▶ **Auszug**
*-*-*

In unserem ersten Beitrag „Small-Banking Regime – ein Vorstoß von BaFin und Bundesbank“ der Trilogie haben wir Ihnen die konzeptionellen Überlegungen des Non-Papers vorgestellt.

Der zweite Beitrag „Reduzierung der regulatorischen Komplexität in den Eigenmittelanforderungen: Ein Lösungsansatz von BaFin und Bundesbank“ beschäftigte sich mit den konzeptionellen Überlegungen zu einer Vereinfachung der normativen Kapitalanforderungen, der Entflechtung von Kapital- und Abwicklungsrahmen sowie Vereinfachungen in Bezug auf die Kapitalpuffer.

In beiden Beiträgen stand für uns zunächst die Information über die Inhalte der Non-Papers im Vordergrund. Daher wollen wir nun an dieser Stelle mit dem folgenden Beitrag die geschäfts- und risikopolitischen Auswirkungen dieser Initiativen beleuchten.

1. Initiative Small-Banking Regime (SBR)

*-*-*

▶ **Arbeitsauftrag**
Geben Sie den Auszug von „In unserem ersten“ bis „Small-Banking Regime (SBR)“ wieder und benennen Sie dabei „Trilogie“ in „Beitragsreihe“ um.

[Auszüge aus einem Datensatz zur Ortsannotation]
*-*-*

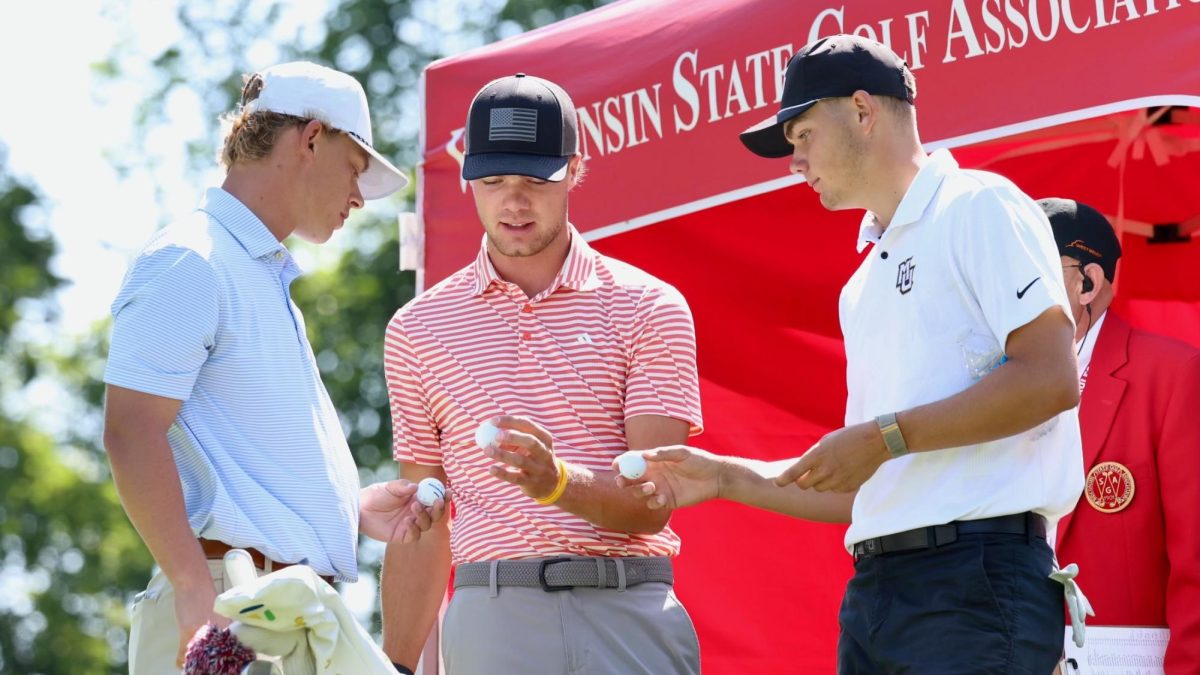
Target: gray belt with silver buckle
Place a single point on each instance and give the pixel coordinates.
(563, 573)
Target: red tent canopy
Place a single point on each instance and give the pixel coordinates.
(664, 87)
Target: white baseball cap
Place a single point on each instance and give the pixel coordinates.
(307, 90)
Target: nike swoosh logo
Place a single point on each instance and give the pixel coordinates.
(1021, 292)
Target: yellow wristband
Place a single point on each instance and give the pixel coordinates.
(558, 489)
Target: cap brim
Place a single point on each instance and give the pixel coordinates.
(382, 178)
(514, 163)
(767, 138)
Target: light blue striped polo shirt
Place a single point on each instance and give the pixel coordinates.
(205, 316)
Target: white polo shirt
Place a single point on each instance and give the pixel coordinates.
(967, 260)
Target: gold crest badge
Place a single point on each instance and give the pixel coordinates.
(1109, 487)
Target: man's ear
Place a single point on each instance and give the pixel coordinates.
(310, 133)
(865, 109)
(1092, 282)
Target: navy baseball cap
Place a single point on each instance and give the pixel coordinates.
(520, 125)
(1083, 233)
(831, 67)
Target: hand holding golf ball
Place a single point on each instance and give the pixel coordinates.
(486, 434)
(631, 465)
(430, 490)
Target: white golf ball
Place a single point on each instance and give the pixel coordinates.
(631, 465)
(485, 436)
(430, 490)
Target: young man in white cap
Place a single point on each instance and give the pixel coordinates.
(961, 443)
(577, 358)
(217, 426)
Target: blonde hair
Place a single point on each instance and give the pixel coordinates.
(251, 136)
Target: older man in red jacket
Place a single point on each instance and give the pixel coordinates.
(1135, 531)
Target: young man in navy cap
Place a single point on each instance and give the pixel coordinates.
(217, 426)
(576, 358)
(1137, 531)
(961, 444)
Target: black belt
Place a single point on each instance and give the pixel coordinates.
(565, 572)
(942, 535)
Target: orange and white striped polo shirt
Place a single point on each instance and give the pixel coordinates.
(603, 344)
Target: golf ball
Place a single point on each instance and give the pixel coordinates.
(485, 436)
(631, 465)
(430, 490)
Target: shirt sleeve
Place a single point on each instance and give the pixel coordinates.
(414, 432)
(663, 376)
(165, 323)
(1005, 250)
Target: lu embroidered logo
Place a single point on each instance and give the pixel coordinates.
(904, 275)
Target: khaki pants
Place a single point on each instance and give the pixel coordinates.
(640, 631)
(154, 632)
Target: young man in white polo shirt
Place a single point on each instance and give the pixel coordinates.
(217, 426)
(961, 443)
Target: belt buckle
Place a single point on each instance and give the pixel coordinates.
(541, 574)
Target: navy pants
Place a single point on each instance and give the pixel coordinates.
(982, 604)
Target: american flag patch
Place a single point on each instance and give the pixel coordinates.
(514, 124)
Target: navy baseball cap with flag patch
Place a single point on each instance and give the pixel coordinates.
(520, 125)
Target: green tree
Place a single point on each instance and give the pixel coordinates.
(69, 555)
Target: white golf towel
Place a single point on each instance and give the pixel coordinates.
(295, 615)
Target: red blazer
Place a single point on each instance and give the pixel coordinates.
(1141, 566)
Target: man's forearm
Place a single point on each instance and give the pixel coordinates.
(1011, 400)
(412, 586)
(595, 497)
(753, 483)
(148, 482)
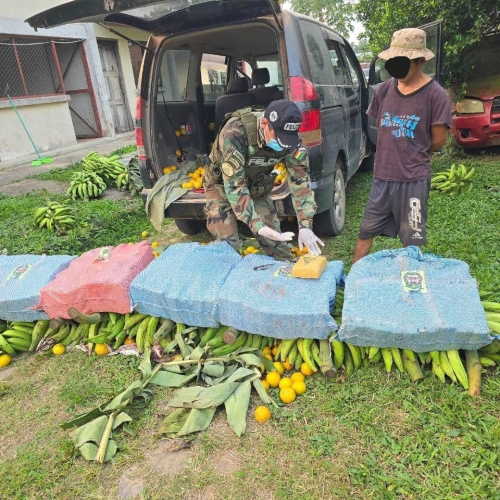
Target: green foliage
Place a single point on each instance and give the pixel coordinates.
(465, 26)
(339, 14)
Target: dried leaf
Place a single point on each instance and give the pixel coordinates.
(237, 407)
(168, 379)
(201, 397)
(215, 369)
(91, 431)
(251, 359)
(198, 421)
(172, 424)
(121, 419)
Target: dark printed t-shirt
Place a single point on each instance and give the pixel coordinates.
(404, 129)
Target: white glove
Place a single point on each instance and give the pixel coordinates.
(310, 240)
(271, 234)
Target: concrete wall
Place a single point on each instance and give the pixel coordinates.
(47, 119)
(12, 16)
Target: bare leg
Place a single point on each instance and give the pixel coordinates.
(361, 249)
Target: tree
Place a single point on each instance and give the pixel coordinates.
(338, 14)
(465, 26)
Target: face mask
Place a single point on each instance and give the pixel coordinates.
(398, 67)
(273, 144)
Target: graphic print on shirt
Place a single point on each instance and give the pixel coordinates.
(406, 124)
(415, 218)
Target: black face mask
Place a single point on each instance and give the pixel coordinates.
(398, 67)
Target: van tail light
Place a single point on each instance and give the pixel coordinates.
(303, 90)
(139, 139)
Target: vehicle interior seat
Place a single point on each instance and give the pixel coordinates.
(237, 97)
(260, 78)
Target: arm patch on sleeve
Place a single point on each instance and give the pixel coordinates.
(300, 153)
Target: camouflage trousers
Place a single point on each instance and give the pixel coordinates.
(223, 224)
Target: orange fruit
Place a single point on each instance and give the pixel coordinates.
(279, 367)
(287, 395)
(299, 387)
(273, 379)
(58, 349)
(297, 376)
(304, 368)
(262, 414)
(101, 349)
(285, 382)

*-*-*

▶ **Lösung**
In unserem ersten Beitrag „Small-Banking Regime – ein Vorstoß von BaFin und Bundesbank“ der Beitragsreihe haben wir Ihnen die konzeptionellen Überlegungen des Non-Papers vorgestellt.

Der zweite Beitrag „Reduzierung der regulatorischen Komplexität in den Eigenmittelanforderungen: Ein Lösungsansatz von BaFin und Bundesbank“ beschäftigte sich mit den konzeptionellen Überlegungen zu einer Vereinfachung der normativen Kapitalanforderungen, der Entflechtung von Kapital- und Abwicklungsrahmen sowie Vereinfachungen in Bezug auf die Kapitalpuffer.

In beiden Beiträgen stand für uns zunächst die Information über die Inhalte der Non-Papers im Vordergrund. Daher wollen wir nun an dieser Stelle mit dem folgenden Beitrag die geschäfts- und risikopolitischen Auswirkungen dieser Initiativen beleuchten.

1. Initiative Small-Banking Regime (SBR)